■ **What you are asked to do**
Go line by line through the records below. Copy whichever lines contain the string "boulder".
-- Task data follows --
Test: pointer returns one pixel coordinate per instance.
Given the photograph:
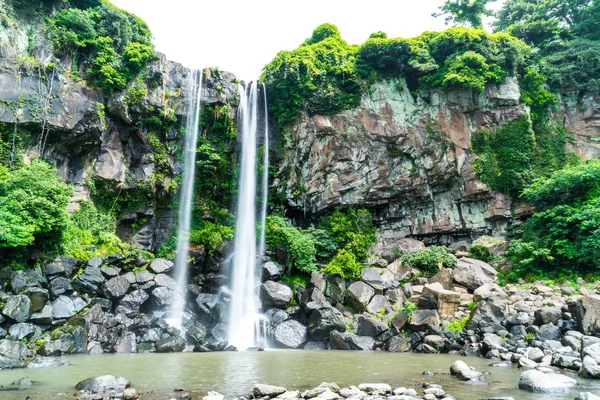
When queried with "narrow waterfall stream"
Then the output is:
(245, 323)
(192, 127)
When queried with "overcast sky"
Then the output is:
(242, 36)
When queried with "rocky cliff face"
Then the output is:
(409, 159)
(99, 141)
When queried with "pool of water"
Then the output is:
(234, 373)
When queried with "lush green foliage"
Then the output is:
(562, 238)
(481, 252)
(116, 43)
(464, 11)
(430, 259)
(326, 75)
(33, 202)
(318, 75)
(300, 245)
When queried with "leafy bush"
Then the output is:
(430, 259)
(481, 252)
(344, 264)
(562, 238)
(300, 245)
(33, 201)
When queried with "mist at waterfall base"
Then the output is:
(192, 127)
(246, 327)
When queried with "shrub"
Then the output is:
(344, 264)
(430, 260)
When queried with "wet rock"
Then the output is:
(277, 294)
(350, 341)
(173, 344)
(272, 271)
(60, 285)
(38, 296)
(540, 382)
(473, 273)
(18, 308)
(588, 314)
(89, 280)
(12, 354)
(267, 390)
(325, 320)
(161, 266)
(104, 384)
(359, 295)
(63, 307)
(131, 302)
(116, 287)
(290, 334)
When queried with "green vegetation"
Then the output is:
(33, 201)
(561, 239)
(326, 75)
(430, 259)
(115, 43)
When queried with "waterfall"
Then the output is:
(192, 127)
(246, 325)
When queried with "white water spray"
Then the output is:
(192, 127)
(246, 326)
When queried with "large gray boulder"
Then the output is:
(116, 287)
(350, 341)
(291, 334)
(359, 295)
(473, 273)
(325, 320)
(104, 384)
(540, 382)
(90, 280)
(272, 271)
(588, 314)
(18, 308)
(161, 266)
(63, 307)
(12, 354)
(277, 294)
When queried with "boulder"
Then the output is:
(104, 384)
(323, 321)
(12, 354)
(38, 296)
(116, 287)
(172, 344)
(350, 341)
(422, 320)
(272, 271)
(290, 334)
(372, 277)
(588, 314)
(267, 390)
(89, 280)
(161, 266)
(472, 273)
(547, 315)
(277, 294)
(359, 295)
(539, 382)
(63, 307)
(17, 308)
(447, 300)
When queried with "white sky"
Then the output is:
(241, 36)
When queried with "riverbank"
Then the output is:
(235, 373)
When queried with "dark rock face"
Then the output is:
(325, 320)
(277, 294)
(170, 345)
(290, 334)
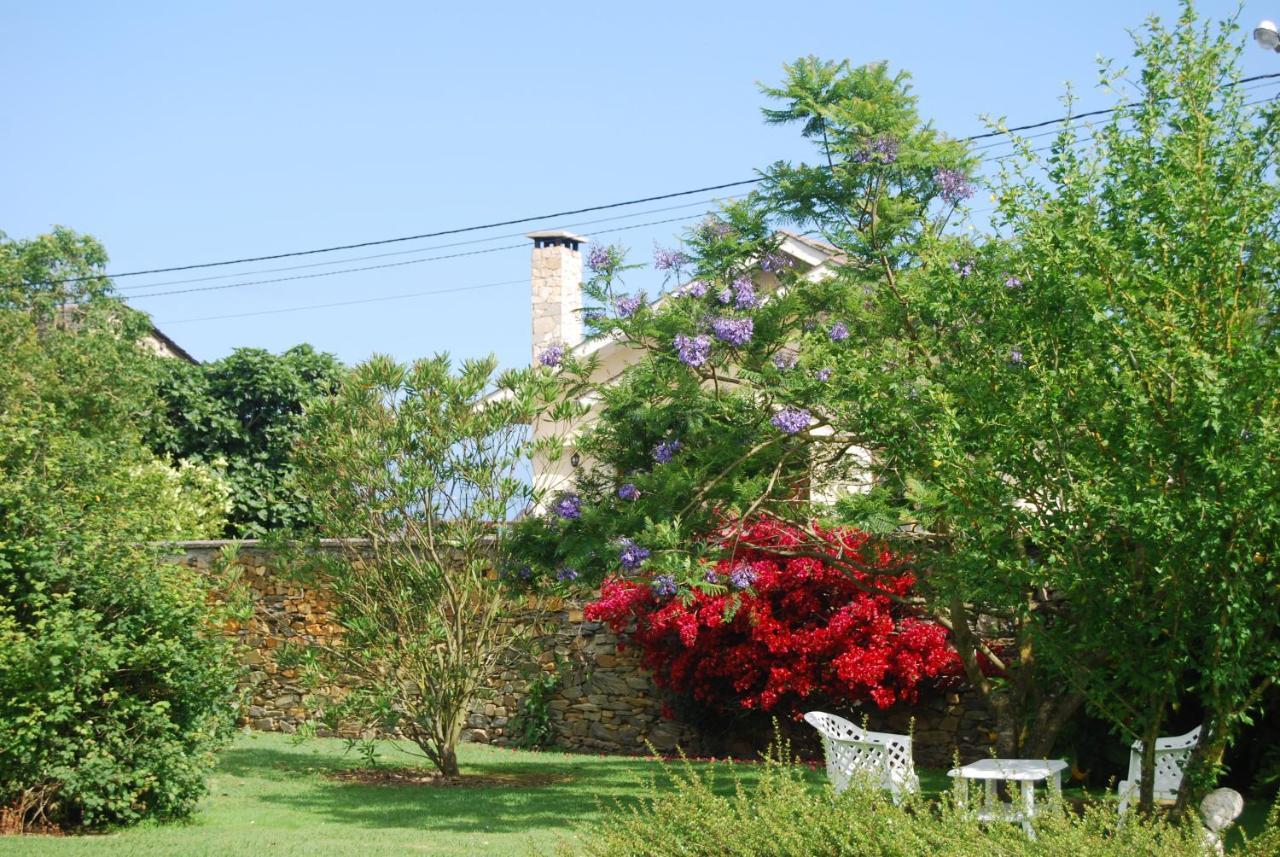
-- Task data concluded --
■ **Answer space**
When queried with "large gray boulder"
When queried with "boulder"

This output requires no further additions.